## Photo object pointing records
★ ★ ★ ★ ★

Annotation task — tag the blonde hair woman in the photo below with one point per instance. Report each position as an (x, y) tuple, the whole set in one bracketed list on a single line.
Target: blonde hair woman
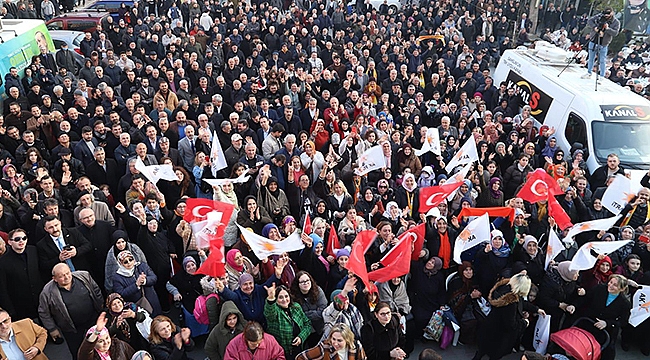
[(340, 344)]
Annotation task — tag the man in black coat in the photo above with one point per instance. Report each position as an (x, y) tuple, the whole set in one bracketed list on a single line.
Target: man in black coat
[(20, 279), (62, 246), (102, 170), (99, 233)]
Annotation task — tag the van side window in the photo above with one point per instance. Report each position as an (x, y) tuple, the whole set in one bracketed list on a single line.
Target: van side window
[(576, 130)]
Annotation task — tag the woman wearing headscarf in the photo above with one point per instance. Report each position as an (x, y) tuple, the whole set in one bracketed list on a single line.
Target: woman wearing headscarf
[(406, 158), (491, 194), (503, 327), (427, 285), (492, 260), (306, 292), (598, 275), (120, 243), (527, 253), (559, 293), (231, 323), (237, 265), (441, 239), (136, 280), (607, 305), (463, 295), (408, 197), (272, 198), (185, 286), (312, 258), (98, 344), (252, 215), (124, 319)]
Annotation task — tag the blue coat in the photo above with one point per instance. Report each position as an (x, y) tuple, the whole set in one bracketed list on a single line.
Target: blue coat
[(126, 287)]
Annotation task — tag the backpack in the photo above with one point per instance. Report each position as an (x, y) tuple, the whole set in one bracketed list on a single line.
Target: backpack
[(201, 309)]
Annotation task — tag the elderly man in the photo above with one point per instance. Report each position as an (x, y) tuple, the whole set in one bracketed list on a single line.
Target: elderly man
[(69, 305), (22, 339), (99, 233)]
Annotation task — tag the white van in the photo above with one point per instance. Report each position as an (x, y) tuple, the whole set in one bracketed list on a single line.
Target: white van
[(605, 119)]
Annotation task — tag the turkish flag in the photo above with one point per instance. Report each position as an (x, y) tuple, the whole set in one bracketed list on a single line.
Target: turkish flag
[(357, 262), (214, 265), (332, 242), (556, 211), (431, 196), (539, 186), (400, 262)]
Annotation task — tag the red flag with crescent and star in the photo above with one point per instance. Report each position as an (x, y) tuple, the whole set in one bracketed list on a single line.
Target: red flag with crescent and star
[(539, 186), (209, 219), (431, 196)]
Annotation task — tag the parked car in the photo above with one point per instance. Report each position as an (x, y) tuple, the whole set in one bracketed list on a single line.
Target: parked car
[(73, 39), (78, 21)]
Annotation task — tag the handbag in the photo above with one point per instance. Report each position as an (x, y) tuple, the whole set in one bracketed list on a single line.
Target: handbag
[(144, 303)]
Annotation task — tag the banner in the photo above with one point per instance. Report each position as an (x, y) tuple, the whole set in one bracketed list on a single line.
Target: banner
[(372, 159), (602, 224), (432, 143), (264, 247), (217, 158), (553, 248), (640, 306), (156, 172), (618, 194), (476, 232), (584, 260), (466, 154), (542, 331)]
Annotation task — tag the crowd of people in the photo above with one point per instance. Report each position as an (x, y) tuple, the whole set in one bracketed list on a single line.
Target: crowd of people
[(97, 255)]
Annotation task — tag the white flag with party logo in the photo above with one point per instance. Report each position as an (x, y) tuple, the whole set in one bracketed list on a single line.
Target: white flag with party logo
[(476, 232)]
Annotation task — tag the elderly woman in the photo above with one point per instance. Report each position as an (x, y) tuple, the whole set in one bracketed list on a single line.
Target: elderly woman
[(98, 344), (237, 265), (559, 293), (286, 320), (135, 280), (167, 341), (306, 292), (125, 320), (607, 305), (121, 243), (506, 323), (340, 344)]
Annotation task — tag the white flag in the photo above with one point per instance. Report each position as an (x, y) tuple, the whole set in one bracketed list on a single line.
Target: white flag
[(456, 178), (584, 260), (466, 154), (156, 172), (476, 232), (238, 180), (372, 159), (263, 247), (553, 248), (542, 331), (640, 306), (217, 158), (602, 224), (618, 194), (432, 143)]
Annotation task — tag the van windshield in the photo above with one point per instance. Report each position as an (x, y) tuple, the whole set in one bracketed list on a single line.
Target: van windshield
[(630, 140)]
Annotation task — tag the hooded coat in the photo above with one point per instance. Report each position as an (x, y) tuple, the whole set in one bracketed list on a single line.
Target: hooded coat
[(220, 336)]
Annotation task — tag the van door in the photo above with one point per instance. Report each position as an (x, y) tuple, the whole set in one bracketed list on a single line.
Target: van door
[(575, 131)]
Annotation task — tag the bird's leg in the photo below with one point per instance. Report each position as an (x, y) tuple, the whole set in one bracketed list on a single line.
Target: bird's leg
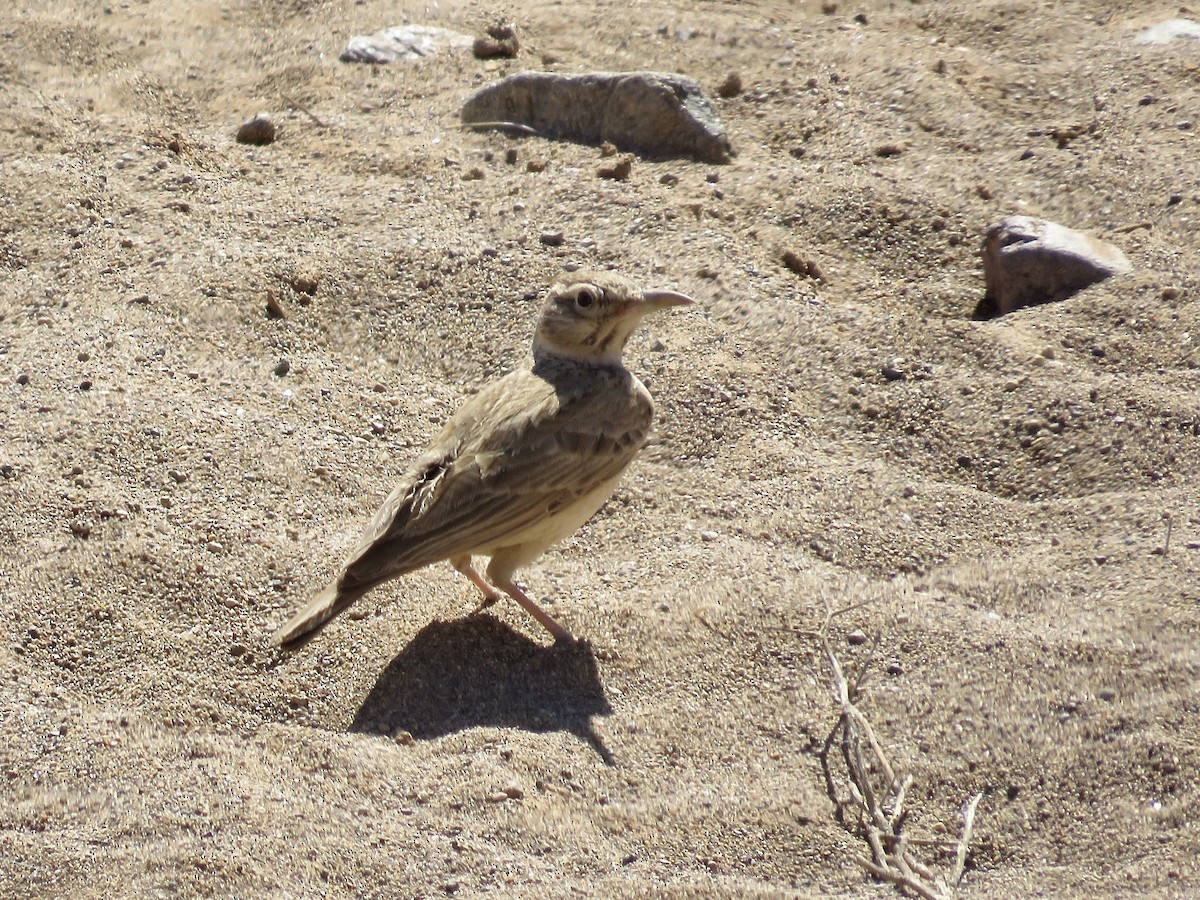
[(513, 589), (491, 595)]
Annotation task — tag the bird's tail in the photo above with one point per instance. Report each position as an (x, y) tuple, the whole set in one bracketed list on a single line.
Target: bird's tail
[(312, 618)]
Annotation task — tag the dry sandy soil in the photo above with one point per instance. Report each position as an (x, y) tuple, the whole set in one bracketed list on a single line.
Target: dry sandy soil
[(995, 521)]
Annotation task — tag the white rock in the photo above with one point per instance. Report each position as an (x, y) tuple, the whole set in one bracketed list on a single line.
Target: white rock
[(406, 43), (1031, 261), (1169, 30)]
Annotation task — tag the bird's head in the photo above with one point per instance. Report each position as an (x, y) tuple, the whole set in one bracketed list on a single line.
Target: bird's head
[(591, 316)]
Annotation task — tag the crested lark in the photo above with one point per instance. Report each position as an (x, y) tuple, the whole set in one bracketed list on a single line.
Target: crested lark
[(522, 465)]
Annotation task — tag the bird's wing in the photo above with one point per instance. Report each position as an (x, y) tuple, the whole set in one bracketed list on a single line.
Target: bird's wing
[(515, 454)]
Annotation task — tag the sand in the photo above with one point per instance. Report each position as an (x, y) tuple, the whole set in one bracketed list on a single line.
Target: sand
[(983, 505)]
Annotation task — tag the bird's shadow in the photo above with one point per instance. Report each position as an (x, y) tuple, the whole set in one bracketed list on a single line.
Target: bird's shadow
[(478, 671)]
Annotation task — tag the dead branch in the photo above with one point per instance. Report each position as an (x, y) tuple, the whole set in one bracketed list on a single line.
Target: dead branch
[(876, 796)]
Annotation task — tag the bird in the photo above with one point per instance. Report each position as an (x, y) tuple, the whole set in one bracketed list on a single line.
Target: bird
[(521, 466)]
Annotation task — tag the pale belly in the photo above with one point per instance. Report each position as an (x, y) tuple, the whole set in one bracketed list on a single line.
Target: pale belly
[(527, 545)]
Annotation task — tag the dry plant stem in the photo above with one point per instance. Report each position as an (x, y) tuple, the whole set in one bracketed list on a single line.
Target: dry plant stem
[(881, 813), (960, 853), (516, 127)]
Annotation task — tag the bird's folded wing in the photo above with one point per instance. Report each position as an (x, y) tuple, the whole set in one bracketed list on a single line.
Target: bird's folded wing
[(501, 483)]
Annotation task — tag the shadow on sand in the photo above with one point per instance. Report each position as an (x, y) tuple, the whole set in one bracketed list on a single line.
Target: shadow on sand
[(478, 671)]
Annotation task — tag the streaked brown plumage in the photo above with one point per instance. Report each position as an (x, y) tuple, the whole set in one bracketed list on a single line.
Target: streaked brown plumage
[(521, 465)]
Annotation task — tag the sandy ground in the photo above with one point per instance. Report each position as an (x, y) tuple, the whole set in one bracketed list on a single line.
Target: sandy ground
[(994, 522)]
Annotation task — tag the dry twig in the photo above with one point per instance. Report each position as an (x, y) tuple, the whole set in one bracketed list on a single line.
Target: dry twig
[(876, 795)]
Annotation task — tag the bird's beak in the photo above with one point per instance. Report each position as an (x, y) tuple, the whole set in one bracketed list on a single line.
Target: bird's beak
[(655, 300)]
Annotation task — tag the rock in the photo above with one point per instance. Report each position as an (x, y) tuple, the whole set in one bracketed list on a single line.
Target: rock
[(731, 87), (1031, 261), (801, 265), (651, 113), (274, 307), (1169, 30), (619, 171), (498, 40), (258, 131), (403, 43), (304, 281)]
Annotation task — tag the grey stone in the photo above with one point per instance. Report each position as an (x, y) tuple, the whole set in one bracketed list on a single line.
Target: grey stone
[(1169, 30), (1031, 261), (653, 114), (403, 43)]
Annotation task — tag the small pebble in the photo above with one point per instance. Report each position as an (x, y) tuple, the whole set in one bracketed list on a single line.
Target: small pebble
[(304, 282), (274, 307), (499, 40), (894, 369), (259, 131), (618, 172), (731, 87)]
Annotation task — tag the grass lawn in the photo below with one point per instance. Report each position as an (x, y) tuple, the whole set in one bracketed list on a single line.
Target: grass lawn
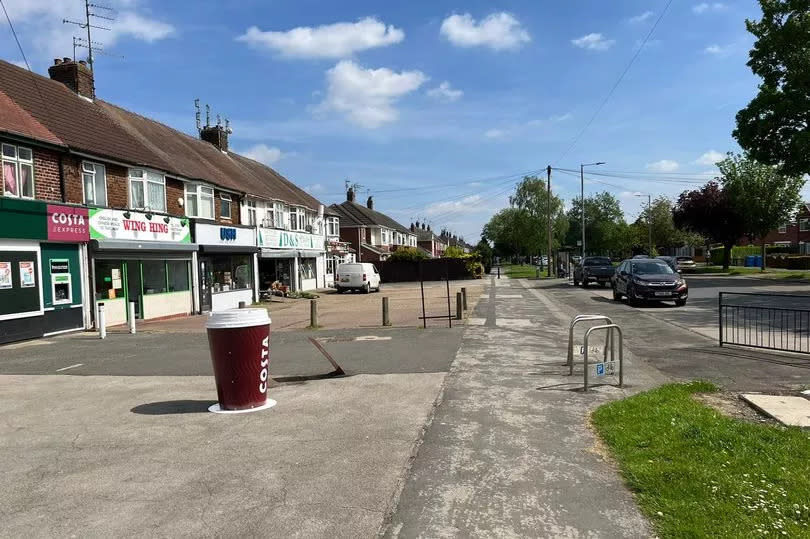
[(698, 473), (516, 271)]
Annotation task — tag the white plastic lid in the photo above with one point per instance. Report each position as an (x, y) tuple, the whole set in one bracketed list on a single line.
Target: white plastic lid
[(238, 318)]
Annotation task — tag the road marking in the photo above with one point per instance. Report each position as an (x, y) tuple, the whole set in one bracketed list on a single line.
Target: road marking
[(69, 367)]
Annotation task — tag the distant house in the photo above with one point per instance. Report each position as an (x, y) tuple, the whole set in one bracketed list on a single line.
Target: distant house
[(373, 235), (794, 232), (428, 240)]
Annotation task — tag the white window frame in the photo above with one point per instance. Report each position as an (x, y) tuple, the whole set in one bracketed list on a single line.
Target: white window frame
[(18, 162), (200, 191), (225, 197), (253, 216), (89, 167), (145, 180)]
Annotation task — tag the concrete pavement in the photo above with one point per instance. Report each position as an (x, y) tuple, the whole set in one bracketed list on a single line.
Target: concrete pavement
[(509, 452)]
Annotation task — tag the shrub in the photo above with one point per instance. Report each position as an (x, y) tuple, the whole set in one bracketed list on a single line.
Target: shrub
[(408, 254)]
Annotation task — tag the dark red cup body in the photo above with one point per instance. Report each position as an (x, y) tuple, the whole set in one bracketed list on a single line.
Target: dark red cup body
[(241, 359)]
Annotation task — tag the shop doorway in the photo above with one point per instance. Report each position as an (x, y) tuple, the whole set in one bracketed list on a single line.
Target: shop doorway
[(134, 290), (206, 279)]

★ ★ ★ ★ ★

## TASK DESCRIPTION
In the records, change "party logo" to "party emblem" in the lines starting at the one containing "Annotation task — tag the white flag with" and ending at the one containing "[(476, 232)]". Give back only those lines, with nothing else altered.

## FULL ANSWER
Annotation task — tag the white flag with party emblem in the photo above with one point per instance. Report each position as an (x, y) tuple, the whole set in one bracketed list on a single line.
Target: white flag with party emblem
[(476, 232)]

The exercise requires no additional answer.